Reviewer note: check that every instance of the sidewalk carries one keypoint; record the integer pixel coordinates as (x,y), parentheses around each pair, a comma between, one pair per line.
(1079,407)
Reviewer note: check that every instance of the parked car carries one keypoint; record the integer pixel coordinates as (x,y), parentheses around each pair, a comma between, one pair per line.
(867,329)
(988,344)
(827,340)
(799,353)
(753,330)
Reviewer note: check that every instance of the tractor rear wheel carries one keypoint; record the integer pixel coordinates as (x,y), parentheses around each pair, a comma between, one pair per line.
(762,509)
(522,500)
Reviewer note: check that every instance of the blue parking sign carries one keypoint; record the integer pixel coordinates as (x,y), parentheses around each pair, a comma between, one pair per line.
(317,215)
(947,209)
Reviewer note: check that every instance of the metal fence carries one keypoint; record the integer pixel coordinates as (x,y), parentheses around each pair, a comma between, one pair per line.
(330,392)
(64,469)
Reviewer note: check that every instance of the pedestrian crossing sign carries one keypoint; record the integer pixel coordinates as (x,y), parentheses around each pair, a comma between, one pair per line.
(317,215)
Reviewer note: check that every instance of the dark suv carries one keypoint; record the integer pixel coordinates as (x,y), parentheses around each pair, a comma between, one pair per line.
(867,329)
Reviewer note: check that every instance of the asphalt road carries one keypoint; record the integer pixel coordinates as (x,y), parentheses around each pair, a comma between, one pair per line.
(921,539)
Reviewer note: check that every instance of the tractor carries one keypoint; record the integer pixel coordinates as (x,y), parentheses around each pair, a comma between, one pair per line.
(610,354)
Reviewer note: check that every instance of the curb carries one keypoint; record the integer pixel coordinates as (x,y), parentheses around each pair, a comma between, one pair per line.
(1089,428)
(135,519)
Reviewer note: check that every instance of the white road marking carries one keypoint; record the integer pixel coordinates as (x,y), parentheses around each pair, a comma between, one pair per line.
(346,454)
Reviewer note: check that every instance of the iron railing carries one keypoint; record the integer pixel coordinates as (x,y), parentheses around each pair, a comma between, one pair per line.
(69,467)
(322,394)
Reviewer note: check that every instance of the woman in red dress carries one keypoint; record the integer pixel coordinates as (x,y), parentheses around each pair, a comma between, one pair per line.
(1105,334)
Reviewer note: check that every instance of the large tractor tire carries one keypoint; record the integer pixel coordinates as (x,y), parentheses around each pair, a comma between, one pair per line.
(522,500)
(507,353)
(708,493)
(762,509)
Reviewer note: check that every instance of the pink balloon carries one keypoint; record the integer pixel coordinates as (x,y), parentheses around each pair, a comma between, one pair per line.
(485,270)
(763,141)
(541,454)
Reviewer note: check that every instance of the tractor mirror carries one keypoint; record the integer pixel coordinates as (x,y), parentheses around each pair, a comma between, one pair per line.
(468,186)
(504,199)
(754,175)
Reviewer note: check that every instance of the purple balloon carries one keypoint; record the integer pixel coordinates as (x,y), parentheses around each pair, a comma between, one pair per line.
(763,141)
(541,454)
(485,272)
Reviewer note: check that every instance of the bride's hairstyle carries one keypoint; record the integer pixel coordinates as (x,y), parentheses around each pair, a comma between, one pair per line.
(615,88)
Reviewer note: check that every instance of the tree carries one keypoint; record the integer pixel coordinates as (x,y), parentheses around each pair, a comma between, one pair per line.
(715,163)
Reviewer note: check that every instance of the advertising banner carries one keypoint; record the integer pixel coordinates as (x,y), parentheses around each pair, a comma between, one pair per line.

Exercise objective: Copy exactly the lines that begin with the one containing "Reviewer note: check that every instance of the tree" and continue to the end of the records, both included, and nothing more.

The completed task:
Reviewer note: check that every instance of the tree carries one keypoint; record the integer pixel coordinates as (x,y), parentheses around each pair, a comma between, one pair per line.
(715,163)
Reviewer note: check that every instance of the advertising banner carries one keypoint; record the integer pixel coordinates as (x,y), parentheses around each pair, a comma between, one pair per line.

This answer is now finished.